- WHAT IS BEING ASKED
Could you restate the stretch of the parenting passage from "Well, thank you" through "doctors! The FACTS!", with "co-sleeping" renamed "bed-sharing"?

A huge part of being a parent is making choices that are about more than your own convenience. Thinking ahead and considering how your actions will affect your child’s future is a daily event for a thoughtful parent. Not caring about your contribution to landfill, and not caring about your interaction and transactions with profit seeking corporations that have created a billion dollar industry out of providing a wasteful, polluting solution to diapering...is, as I said before...in my opinion, immature, irresponsible and wasteful
I always hear references to "mom shaming" and I'm pretty lucky that I haven't had to experience much of it. So in my naiveté, when I heard people describe someone like you, I thought they had to be joking. "No one can be THAT wrapped up in their own shit!" I thought. "How isolating!" I thought.

Well, thank you for helping me expand my world view.

If there is one thing I have learned as a parent, it's to judge less. Every time I make a sweeping judgement of someone's decisions or some topic--I find myself in that same place months later, saying "oh... I get where they were coming from" It's humbling! As an example, while I was pregnant, I was vehemently against co-sleeping. There was no part of my brain that could understand why someone would do it. The studies! The doctors! The FACTS!

- Some records

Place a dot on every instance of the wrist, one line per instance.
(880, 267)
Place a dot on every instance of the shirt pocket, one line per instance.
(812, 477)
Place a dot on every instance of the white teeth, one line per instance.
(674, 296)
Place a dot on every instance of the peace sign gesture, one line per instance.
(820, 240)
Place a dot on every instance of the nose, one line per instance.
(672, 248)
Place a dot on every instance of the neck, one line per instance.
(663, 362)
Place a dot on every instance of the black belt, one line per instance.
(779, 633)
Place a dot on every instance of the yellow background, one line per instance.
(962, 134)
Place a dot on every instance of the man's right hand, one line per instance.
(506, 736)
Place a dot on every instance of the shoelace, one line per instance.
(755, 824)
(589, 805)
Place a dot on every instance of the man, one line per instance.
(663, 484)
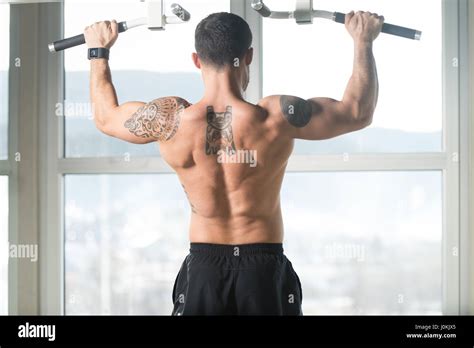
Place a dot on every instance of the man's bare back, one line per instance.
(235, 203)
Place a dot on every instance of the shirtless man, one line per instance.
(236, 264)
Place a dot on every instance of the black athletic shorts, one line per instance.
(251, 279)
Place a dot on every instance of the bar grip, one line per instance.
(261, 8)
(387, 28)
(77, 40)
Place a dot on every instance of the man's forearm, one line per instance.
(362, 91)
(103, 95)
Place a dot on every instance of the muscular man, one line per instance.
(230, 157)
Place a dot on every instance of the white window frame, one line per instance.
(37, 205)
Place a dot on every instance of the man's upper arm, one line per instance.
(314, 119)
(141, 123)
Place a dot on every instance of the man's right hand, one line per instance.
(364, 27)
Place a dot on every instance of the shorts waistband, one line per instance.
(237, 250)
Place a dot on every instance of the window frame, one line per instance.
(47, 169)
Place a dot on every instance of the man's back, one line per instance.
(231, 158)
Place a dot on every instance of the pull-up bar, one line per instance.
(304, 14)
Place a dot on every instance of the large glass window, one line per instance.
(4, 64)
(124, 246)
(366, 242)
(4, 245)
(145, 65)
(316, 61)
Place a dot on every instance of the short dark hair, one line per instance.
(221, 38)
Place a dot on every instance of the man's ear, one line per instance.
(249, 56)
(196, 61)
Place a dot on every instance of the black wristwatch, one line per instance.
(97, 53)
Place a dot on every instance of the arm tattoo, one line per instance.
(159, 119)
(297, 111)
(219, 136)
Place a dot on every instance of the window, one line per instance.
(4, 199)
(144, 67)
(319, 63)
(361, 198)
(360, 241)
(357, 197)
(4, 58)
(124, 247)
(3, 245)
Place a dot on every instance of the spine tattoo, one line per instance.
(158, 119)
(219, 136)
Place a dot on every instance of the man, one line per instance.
...
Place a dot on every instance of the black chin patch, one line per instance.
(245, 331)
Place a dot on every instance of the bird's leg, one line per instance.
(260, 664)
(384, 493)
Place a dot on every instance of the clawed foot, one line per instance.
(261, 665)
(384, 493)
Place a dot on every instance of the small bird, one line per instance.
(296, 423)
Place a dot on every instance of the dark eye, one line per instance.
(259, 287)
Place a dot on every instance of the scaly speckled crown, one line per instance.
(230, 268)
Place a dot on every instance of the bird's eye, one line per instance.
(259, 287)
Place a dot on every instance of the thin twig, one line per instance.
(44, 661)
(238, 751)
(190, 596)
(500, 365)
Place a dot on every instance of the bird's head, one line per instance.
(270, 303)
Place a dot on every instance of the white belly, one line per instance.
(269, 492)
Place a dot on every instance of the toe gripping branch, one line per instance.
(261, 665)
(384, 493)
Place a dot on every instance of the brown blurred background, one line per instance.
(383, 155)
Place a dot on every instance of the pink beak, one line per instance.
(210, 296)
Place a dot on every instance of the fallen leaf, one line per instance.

- RESULT BELOW
Well, thank you for helping me expand my world view.

If there is one thing I have learned as a parent, it's to judge less. Every time I make a sweeping judgement of someone's decisions or some topic--I find myself in that same place months later, saying "oh... I get where they were coming from" It's humbling! As an example, while I was pregnant, I was vehemently against bed-sharing. There was no part of my brain that could understand why someone would do it. The studies! The doctors! The FACTS!